Re: ZWJ, ZWNJ, CGJ and combination

From: Philippe Verdy (verdy_p@wanadoo.fr)
Date: Mon Nov 10 2003 - 03:54:01 EST

  • Next message: Philippe Verdy: "Re: Hex-byte pictures (WAS: RE: Hexadecimal digits?)"

    There's still a problem between these "clarified" definitions, introduced by D14:
    a.. "a combining character is a graphic character" means it must be a graphic character, and this excludes character category "Cf".
    a.. "Combining characters consist of all characters with the General Category values of Spacing Combining Mark (Mc), Non-Spacing Mark (Mn), and Enclosing Mark (Me)."

    Thanks, now all graphic characters are now in a complete and exclusive partition as either base characters or combining characters. And the whole Unicode code points set is then mapped in a partition between: base characters, combining characters, and non-graphic characters (these includes non-characters).

    As a combining character sequence is made only of a optional base character and combining character, it must then only include graphic characters, and so all non-graphic characters ("gc=C*", except "gc=Co" without private agreement) are excluded from all occurences of combining character sequences.

    ZWJ/ZWNJ are then excluded from any combining character sequence. But not CGJ as it is a combining character (Mn) and thus a graphic character.

    The problem:
      a.. CGJ, because it is now "clearly" a graphic character, should not be excluded from having both a graphic behavior (needed for Hebrew), and a semantic (so it impacts collation or text transformations like case mappings or other foldings), even if it is invisible and has no associated glyph (in D13a point 3: "Not all graphic characters have visibly rendered glyphs. Particular examples include spaces and some combining marks.")...
      b.. ZWJ and ZWNJ (Cf) are not graphic characters, but the way they are used in Khmer, do not obey these definitions as they participate to combining character sequences...

      ----- Original Message -----
      From: Mark Davis
      To: Peter Kirk ; Unicode List
      Sent: Sunday, November 09, 2003 12:52 AM
      Subject: Re: ZWJ, ZWNJ, CGJ and combination

      The UTC just approved a clarification of the base character definition, as follows:

      D13a Graphic character: a character with the General Categories of Letter (L), Combining Mark (M), Number (N), Punctuation (P), Symbol (S), or Space Separator (Zs).

        a.. Graphic characters specifically exclude the line and paragraph separators (Zl, Zp) and exclude the characters with the General Categories of Other (Cn, Cs, Cc, Cf).
        b.. For more information, see Chapter 2, especially Section 2.4 Code Points and Characters and Table 2-2 Types of Code Points.
        c.. Not all graphic characters have visibly rendered glyphs. Particular examples include spaces and some combining marks.
        d.. The interpretation of private use characters (Co) as graphic characters or not is determined by private agreement. However, in the absence of private agreement, private use characters should be interpreted as graphic characters.
      D13b Base character: any graphic character except for those with the General Category of Combining Mark (M).

        a.. Most Unicode characters are base characters. A base character is any code point that has one of the General Categories of Letter (L), Number (N), Punctuation (P), Symbol (S), or Space Separator (Zs).

INFORMATION GIVEN:
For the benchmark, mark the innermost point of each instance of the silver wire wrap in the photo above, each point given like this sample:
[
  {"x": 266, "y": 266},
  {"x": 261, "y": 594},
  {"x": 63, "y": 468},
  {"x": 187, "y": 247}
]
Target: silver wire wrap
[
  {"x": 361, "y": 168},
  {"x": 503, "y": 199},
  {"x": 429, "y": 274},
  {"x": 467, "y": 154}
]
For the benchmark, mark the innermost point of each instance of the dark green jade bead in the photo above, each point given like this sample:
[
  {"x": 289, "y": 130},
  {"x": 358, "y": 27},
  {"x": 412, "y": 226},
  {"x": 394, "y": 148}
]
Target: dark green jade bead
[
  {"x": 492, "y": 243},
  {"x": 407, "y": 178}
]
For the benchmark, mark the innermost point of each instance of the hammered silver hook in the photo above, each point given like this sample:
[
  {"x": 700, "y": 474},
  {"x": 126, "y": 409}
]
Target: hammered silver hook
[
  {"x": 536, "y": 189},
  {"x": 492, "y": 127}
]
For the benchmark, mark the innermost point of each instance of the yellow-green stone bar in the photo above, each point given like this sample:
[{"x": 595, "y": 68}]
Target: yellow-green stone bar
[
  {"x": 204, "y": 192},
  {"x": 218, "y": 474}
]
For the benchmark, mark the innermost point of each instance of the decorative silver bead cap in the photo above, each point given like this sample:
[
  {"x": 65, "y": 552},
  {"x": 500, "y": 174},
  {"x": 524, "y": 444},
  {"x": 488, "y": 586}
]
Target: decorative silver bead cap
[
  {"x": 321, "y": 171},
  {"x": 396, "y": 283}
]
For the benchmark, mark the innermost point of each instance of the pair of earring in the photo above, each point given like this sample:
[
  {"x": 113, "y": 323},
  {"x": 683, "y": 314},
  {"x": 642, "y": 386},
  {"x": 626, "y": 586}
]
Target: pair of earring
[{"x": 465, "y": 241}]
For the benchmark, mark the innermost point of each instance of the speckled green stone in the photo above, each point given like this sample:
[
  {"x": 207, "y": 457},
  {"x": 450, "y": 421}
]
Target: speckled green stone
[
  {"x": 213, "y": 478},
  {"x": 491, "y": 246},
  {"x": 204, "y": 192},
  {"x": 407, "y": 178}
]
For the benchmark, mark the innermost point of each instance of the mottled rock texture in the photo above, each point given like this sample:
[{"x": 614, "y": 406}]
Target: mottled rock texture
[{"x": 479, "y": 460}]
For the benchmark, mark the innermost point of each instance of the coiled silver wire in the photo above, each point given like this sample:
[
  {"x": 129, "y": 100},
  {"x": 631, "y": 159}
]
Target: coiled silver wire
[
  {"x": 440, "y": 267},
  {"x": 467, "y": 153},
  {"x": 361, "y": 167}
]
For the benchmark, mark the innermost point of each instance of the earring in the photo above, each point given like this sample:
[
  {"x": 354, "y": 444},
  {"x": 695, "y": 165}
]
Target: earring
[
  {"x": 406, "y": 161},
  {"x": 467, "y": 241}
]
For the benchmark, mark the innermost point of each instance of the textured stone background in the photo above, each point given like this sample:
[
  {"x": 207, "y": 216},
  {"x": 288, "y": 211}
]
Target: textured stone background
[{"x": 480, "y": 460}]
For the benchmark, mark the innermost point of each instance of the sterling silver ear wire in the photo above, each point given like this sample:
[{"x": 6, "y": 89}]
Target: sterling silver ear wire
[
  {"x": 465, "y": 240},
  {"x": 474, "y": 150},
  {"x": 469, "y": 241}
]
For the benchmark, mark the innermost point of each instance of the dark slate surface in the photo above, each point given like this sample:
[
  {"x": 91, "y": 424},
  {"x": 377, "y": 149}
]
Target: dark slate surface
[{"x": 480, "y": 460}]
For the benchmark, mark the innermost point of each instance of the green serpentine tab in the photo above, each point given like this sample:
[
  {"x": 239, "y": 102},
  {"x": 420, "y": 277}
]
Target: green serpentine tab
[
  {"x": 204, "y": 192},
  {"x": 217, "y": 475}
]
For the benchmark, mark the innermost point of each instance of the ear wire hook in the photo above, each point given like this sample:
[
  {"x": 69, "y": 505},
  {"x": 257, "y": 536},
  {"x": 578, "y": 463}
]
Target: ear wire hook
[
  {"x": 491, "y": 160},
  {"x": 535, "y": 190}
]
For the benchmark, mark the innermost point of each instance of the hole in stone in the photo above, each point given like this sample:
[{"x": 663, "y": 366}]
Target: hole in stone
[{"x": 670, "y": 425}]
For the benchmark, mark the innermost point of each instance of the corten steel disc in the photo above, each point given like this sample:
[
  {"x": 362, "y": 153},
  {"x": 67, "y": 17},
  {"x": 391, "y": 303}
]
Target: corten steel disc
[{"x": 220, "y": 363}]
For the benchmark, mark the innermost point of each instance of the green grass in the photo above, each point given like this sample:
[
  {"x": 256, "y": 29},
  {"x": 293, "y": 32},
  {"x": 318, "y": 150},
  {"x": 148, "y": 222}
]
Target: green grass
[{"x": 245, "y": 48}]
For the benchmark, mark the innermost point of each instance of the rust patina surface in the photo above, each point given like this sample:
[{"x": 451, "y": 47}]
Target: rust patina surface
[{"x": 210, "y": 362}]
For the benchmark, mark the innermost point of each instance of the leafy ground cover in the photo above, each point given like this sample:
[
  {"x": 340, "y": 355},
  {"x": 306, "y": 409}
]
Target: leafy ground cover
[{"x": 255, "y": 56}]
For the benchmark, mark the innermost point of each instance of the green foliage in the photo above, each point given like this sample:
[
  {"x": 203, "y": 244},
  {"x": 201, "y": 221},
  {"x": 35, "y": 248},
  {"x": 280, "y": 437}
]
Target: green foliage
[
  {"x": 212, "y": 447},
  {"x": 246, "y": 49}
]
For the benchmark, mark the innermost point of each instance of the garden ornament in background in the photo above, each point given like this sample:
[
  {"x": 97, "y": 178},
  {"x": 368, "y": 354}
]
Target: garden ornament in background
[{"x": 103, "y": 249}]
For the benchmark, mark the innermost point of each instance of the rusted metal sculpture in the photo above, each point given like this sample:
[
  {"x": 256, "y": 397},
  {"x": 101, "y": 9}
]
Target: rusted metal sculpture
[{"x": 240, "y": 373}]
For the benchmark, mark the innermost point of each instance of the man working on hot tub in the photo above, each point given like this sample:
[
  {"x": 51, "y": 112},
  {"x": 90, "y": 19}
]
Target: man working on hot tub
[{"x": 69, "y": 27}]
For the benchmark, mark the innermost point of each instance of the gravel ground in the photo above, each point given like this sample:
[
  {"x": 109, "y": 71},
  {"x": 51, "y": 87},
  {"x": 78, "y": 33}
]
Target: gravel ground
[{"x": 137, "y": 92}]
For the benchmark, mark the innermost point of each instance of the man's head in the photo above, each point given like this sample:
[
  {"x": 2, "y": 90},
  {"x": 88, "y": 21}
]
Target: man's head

LIST OF TASKS:
1. In the Unicode message on ZWJ, ZWNJ and CGJ, list every General Category that the D13a definition names as making a character a graphic character.
2. Continue the Unicode message on ZWJ, ZWNJ and CGJ from its last sentence.
None of the lines are needed for this work.

ANSWER LIST:
1. Letter (L), Combining Mark (M), Number (N), Punctuation (P), Symbol (S), Space Separator (Zs)

2.
        b.. Base characters are independent graphic characters, but this does not preclude the presentation of base characters from adopting different contextual forms or participating in ligatures.
        c.. The interpretation of private use characters (Co) as base characters or not is determined by private agreement. However, in the absence of private agreement, private use characters should be interpreted as base characters.
      D14 Combining character: a graphic character with the General Category of Combining Mark (M).

        a.. The graphic positioning of a combining character depends on the last preceding base character. The combining character is said to apply to that base character.
        b.. Combining characters consist of all characters with the General Category values of Spacing Combining Mark (Mc), Non-Spacing Mark (Mn), and Enclosing Mark (Me).
        c.. All characters with non-zero canonical combining class (Cc) are combining characters, but the reverse is not the case: there are combining characters with a zero canonical combining class.
        d.. The interpretation of Private Use characters (Co) as combining characters or not is determined by private agreement.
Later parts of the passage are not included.